### Stored data entries

◇ ◇ ◇ ◇ ◇

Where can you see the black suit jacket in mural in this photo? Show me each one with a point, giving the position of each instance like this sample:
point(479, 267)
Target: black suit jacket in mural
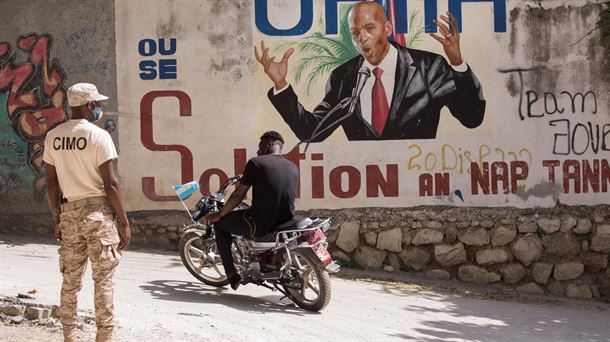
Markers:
point(424, 83)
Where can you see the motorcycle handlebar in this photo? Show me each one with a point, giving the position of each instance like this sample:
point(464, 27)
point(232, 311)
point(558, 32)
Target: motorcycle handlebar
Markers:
point(197, 215)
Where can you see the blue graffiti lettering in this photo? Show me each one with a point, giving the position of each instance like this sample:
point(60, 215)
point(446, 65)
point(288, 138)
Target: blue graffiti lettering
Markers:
point(331, 15)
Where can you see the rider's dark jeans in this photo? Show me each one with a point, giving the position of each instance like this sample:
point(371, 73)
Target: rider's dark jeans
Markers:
point(238, 222)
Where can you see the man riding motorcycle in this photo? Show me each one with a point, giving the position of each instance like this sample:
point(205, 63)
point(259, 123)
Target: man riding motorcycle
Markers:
point(274, 180)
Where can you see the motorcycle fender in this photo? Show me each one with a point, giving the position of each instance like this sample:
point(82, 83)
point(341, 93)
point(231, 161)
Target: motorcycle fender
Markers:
point(197, 231)
point(317, 259)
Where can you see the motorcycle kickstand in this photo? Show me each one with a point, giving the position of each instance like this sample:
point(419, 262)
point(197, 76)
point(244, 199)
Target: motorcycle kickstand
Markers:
point(286, 294)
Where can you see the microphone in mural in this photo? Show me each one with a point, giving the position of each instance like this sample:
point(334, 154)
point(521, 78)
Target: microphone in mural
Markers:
point(363, 75)
point(408, 87)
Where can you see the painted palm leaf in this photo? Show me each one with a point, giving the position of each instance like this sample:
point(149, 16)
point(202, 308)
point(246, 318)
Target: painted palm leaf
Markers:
point(321, 54)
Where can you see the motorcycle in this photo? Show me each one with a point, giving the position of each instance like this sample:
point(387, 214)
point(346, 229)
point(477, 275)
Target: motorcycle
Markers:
point(293, 259)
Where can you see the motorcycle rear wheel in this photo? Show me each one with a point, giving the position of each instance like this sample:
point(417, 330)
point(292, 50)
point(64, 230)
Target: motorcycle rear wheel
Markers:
point(201, 259)
point(315, 290)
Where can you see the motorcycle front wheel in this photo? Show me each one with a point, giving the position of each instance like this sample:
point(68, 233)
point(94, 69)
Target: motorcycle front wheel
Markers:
point(201, 259)
point(313, 291)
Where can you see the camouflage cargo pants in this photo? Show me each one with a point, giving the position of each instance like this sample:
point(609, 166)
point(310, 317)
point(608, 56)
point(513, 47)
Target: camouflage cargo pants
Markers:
point(88, 232)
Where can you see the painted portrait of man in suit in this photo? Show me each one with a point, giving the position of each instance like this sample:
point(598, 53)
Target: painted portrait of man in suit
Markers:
point(404, 95)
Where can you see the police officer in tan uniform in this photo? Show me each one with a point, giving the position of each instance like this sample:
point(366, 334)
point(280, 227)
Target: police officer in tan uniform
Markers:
point(79, 158)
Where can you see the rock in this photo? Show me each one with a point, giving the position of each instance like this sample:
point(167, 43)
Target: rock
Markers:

◇ ◇ ◇ ◇ ◇

### WHAT IS REQUIRED
Lines from the one with "Target: camouflage cargo pants" through the end of the data: set these down exactly, including both ends and nothing more.

### TASK RESPONSE
Target: camouflage cargo pants
Markers:
point(88, 232)
Where can you see the painted portrait of man in suit in this photo? Show me each one with a point, giving the position of each instance like this sample:
point(598, 53)
Target: painted portrait of man in suit
Markers:
point(404, 95)
Where can you see the police officer in tan uniform in this photo? Show me each one with a point, giving the position of each instance like this sample:
point(366, 334)
point(280, 227)
Target: police officer in tan uniform
Markers:
point(79, 158)
Where can you see the rock in this photo? Show me each one with a point, giving the position of each instance like this sample:
point(167, 43)
Target: rock
Markers:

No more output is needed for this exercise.